I see that our values and beliefs at time clash with the Dutch and their views on what is normal and acceptable. As parents we try to balance raising our children true to our values while at the same time trying to integrate into a new society. It is challenging when the clashes revolve around core values we are not willing to compromise on. Raising children away from home means you have to pick your battles when it comes to ways of doing things. There will be things you can let go of but there will also be times where you have to put your foot down and stand up for what you believe in.
What does a typical day with the kids look like for you?
My oldest one goes to school every day and my youngest goes to daycare 2.5 days a week. If both kids are out I take the time to work and, since I have limited time, I have to-do lists for those days so I really focus on the things I need to do and not get distracted with things I can do while they are home. I pick them up at 3pm and we spend the afternoon playing together, or if they are tired and over-stimulated they sometimes choose to play different things. My husband comes home around dinnertime and we sit down to eat together. Then it’s unwinding time, with bath and some TV before we do the bedtime routine.
If a family was visiting the town / city where you currently live for a day, what must they see and do?
Great question, I wouldn’t know! Haha, Eindhoven is really an industrial city so there is not really much to see! I would probably take them somewhere else, like The Hague or somewhere a bit nicer.
Favourite family activity: We like going to Centerparcs, which is like a park with bungalows, a petting zoo, a lake for water sports, an indoor adventure pool, miniature golf, pony riding, wall climbing, paintball etc. The kids love it and always have fun there.
Children's book: I don’t know about Dutch books, but Studio 100 is big here, which is a Belgian-Dutch version of Disney with its own super heroes and characters.
Parenting hack: If there is something you don’t know, ask your neighbor! Neighbours are really close here and you can ask them for pretty much anything.
One thing you can get faraway that you can't at home: A house! Houses are much more affordable here than in Sweden.
One thing from home that's been a godsend: Swedish outdoor-wear for the kids – you can’t beat it!
What do you love about being a faraway mum?

▶ _Task A_: From the interview about raising children in Eindhoven, write out the stretch from "Favourite family activity: We" through "pretty much anything.".
▶ _Task B_: Write what comes next in the interview about raising children in Eindhoven, picking up after its final line.
The records after the interview are separate material.

(Stored data entries)
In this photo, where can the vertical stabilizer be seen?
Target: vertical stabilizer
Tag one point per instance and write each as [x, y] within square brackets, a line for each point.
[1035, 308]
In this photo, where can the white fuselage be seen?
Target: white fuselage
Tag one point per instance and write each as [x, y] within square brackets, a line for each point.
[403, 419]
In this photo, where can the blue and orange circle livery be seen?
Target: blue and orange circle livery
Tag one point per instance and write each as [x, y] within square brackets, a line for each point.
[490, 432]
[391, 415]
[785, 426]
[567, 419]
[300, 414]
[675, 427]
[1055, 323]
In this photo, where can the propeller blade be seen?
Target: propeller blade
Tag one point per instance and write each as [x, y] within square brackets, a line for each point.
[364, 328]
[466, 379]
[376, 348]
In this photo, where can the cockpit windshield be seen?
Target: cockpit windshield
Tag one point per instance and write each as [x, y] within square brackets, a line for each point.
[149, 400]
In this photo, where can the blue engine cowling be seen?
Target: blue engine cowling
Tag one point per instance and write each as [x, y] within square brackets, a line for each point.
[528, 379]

▶ _Response area A_:
Favourite family activity: We like going to Centerparcs, which is like a park with bungalows, a petting zoo, a lake for water sports, an indoor adventure pool, miniature golf, pony riding, wall climbing, paintball etc. The kids love it and always have fun there.
Children's book: I don’t know about Dutch books, but Studio 100 is big here, which is a Belgian-Dutch version of Disney with its own super heroes and characters.
Parenting hack: If there is something you don’t know, ask your neighbor! Neighbours are really close here and you can ask them for pretty much anything.

▶ _Response area B_:
I love how we get to experience different places and cultures as a family. I love how open-minded it has made my children and how curious they are about the world and how other people live. For them everything that is different is interesting and something to explore rather than something scary or to be wary about. I love how living in different places has made them so adaptable and flexible, and whenever we go to a new place they immediately feel at home. I can’t wait to see where life takes them.
And what do you struggle with?
That they don’t get to see their grandparents as much as I would like. They have an amazing relationship so it would have been so nice to have them close by.
I also struggle with not having a support system. My husband travels 75% of the time and it all lands on me, so if I get sick or something happens while he is away I am really in trouble. I have had to take care of them by myself while suffering with the stomach flu, and one time they suspected my oldest had appendicitis so we were stuck in the hospital for hours and I had to have then youngest with me the whole time. Those were times it would have been nice to have someone like grandparents close by to jump in.
Are you forever faraway, or is this just a temporary thing?
Since my husband and I are different nationalities we don’t have a home country in common. So I guess one day one of our faraways will become our permanent home!
What advice would you give to parents new to living far from home?
Pick your battles, cut yourself some slack and try if you can to surround yourself with people who give you energy and support you. Being a faraway mom can sometimes be overwhelming so don’t forget to take care of yourself as well!
Thank you so much, Cynthia, for sharing your experiences and advice – I found it really fascinating. I hope you and your family continue to enjoy your amazing faraway adventure for as long as it may last!